Pull out each line in the records below that contains the word "wearing".
### Recorded information ###
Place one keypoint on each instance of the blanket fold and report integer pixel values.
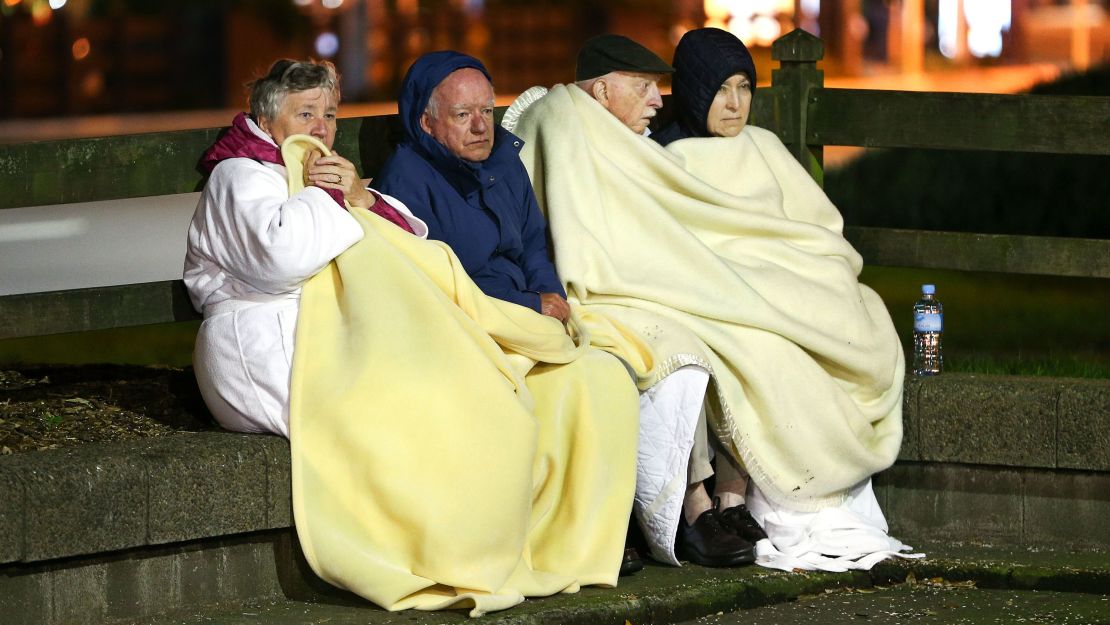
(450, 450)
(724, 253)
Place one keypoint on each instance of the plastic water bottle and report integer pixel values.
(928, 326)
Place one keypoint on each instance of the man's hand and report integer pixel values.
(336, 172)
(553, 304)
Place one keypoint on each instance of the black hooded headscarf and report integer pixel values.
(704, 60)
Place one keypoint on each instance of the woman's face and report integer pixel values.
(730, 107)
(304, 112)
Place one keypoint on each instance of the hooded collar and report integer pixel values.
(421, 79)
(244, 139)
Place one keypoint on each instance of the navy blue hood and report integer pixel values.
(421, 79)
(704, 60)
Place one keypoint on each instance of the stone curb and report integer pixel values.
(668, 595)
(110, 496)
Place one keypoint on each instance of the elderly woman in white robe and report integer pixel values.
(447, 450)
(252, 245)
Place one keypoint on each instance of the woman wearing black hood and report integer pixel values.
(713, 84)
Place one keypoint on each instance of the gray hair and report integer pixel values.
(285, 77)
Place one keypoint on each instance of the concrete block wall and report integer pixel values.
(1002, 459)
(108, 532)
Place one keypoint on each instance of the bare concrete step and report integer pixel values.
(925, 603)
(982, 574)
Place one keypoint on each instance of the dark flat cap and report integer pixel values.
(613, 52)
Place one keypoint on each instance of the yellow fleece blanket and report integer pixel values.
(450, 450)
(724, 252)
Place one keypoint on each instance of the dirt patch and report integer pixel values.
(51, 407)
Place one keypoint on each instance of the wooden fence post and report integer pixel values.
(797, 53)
###
### Recorded information ###
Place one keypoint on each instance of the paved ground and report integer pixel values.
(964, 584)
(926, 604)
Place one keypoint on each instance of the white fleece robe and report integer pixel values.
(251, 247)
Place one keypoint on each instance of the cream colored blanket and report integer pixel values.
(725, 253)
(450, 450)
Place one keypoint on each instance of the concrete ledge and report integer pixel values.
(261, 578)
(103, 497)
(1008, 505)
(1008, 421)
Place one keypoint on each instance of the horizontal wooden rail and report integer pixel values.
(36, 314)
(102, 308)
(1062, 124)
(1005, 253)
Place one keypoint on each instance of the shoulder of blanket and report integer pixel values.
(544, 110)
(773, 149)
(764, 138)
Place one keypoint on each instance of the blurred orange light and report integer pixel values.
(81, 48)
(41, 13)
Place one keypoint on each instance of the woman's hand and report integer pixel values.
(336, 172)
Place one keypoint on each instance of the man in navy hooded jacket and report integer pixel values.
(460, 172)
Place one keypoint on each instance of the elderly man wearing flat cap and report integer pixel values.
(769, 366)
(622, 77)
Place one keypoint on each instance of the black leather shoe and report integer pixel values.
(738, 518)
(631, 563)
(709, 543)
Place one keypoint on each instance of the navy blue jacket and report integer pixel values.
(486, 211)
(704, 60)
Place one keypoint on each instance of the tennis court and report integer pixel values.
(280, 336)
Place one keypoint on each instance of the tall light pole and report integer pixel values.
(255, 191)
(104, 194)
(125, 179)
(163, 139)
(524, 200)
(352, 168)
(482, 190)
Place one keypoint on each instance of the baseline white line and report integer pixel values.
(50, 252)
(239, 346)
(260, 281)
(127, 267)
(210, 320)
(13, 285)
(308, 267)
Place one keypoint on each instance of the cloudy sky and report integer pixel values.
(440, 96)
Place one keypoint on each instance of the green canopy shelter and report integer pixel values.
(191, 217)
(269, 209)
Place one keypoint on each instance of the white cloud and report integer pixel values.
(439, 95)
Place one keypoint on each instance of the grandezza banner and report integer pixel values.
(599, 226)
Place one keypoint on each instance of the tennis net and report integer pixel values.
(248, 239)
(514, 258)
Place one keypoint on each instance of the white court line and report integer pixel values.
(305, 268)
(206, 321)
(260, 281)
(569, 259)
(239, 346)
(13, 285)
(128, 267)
###
## Answer for the task
Place one keypoint on each instance of the woman wearing black hood and report integer pixel values.
Place one keypoint on each instance of the elderly man wearing flat cap and report integer pixel values.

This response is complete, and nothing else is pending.